- **Quoted passage**
-=-=-=-=-
I will start with the pain points in healthcare delivery. The journey of a patient through healthcare systems is kind of well known. But there are at least two parallel journeys. One is that of data (medical records). The other is the journey of a healthcare provider through the healthcare system. None of these three journeys are pain-free. And there are enough things that can be improved through software alone to keep good FOSS programmers interested, even for FOSS loving entrepreneurs.
The data journey is about user interfaces, capture and storage, retrieval, identification, authentication, authorization, privacy, error-proofing, consent, ownership, structure, form, formats, standards, exchange, APIs, communication, and so on.
The jouney of the healthcare provider is about efficiency, optimization, speed, accuracy, learning, teaching, discussion, collaboration, referals, empathy, follow-up, handling stress, handling other emotions, remembering things, academics, sharing, clinical skills, data munging, and so on.
-=-=-=-=-
- **Material supplied**
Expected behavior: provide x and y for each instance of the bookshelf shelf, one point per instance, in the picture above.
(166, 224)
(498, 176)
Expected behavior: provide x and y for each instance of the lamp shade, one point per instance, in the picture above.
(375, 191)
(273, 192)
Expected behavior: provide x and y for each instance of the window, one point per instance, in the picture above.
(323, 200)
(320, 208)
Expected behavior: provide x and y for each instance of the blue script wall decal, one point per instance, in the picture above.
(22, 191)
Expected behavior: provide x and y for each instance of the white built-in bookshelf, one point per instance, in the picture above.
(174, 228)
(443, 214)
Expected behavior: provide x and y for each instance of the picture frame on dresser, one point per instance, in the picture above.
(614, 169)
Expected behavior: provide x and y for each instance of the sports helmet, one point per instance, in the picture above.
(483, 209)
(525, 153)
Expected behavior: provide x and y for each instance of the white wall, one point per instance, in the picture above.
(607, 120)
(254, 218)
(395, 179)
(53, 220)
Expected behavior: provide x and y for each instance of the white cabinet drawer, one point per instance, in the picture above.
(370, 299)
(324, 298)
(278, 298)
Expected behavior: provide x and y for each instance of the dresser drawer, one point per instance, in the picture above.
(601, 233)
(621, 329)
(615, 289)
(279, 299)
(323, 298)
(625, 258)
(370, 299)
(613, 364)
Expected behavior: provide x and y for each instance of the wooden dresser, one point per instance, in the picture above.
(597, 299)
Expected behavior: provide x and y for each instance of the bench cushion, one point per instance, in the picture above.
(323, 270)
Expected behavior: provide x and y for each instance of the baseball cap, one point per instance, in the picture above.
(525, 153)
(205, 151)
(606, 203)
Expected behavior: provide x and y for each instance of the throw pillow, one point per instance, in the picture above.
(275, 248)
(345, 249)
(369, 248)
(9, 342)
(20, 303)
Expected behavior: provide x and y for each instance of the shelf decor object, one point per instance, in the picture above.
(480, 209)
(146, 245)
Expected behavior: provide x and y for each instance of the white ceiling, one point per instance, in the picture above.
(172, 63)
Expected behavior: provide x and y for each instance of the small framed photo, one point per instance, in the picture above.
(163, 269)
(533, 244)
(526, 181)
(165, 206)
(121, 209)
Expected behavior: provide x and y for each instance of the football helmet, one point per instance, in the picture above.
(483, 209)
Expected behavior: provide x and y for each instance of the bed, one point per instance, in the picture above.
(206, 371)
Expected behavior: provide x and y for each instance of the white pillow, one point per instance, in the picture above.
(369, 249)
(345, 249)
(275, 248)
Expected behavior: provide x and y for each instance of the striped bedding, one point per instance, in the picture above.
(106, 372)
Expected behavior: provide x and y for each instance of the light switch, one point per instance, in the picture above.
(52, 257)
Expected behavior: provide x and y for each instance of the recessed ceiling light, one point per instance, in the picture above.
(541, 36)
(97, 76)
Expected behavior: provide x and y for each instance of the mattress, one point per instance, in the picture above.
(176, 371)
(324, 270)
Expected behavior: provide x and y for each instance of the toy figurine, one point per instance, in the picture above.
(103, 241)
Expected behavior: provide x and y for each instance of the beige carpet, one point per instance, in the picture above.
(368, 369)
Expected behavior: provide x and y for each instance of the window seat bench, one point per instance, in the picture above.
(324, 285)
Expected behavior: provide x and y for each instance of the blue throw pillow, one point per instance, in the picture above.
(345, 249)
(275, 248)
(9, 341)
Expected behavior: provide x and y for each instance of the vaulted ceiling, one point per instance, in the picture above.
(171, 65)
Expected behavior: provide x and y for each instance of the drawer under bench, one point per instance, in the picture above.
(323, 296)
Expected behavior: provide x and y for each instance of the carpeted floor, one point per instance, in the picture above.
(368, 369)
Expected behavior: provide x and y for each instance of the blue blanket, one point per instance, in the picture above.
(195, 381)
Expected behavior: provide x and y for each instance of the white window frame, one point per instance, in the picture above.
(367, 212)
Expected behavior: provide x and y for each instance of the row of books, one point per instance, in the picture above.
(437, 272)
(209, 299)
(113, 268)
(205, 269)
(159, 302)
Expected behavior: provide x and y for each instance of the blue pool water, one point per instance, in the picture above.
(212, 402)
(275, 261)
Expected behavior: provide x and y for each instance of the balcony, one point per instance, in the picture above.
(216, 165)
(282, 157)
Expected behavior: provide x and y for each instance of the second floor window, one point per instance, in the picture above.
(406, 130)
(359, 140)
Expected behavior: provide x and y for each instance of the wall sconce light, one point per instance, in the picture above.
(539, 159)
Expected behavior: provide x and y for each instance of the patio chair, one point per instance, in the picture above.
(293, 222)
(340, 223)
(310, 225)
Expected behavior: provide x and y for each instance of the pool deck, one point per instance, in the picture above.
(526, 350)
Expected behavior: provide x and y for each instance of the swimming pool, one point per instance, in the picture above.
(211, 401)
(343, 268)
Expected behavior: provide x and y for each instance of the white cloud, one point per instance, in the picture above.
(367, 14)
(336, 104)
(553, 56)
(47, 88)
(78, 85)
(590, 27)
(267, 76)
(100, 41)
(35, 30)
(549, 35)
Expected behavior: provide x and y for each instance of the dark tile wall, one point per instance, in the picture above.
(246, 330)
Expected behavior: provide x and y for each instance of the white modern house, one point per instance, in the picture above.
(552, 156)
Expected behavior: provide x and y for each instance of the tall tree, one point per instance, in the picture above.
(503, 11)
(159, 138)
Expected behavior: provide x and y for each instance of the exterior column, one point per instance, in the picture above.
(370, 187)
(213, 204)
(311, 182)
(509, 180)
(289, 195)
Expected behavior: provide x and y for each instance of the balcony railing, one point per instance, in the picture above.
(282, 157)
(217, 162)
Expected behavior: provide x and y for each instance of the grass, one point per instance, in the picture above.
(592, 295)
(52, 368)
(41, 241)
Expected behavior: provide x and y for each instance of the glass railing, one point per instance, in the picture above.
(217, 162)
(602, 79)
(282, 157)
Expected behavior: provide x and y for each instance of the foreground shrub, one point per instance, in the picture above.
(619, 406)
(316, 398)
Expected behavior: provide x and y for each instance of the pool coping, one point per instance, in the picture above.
-=-=-=-=-
- **Questions to answer**
a. In the healthcare passage, what two journeys run parallel to a patient's journey through healthcare systems?
b. Retype the healthcare passage verbatim, starting at "I will start" and ending at "FOSS loving entrepreneurs.".

- **Answers for the exercise**
a. The journey of data (medical records) and the journey of a healthcare provider through the healthcare system.

b.
I will start with the pain points in healthcare delivery. The journey of a patient through healthcare systems is kind of well known. But there are at least two parallel journeys. One is that of data (medical records). The other is the journey of a healthcare provider through the healthcare system. None of these three journeys are pain-free. And there are enough things that can be improved through software alone to keep good FOSS programmers interested, even for FOSS loving entrepreneurs.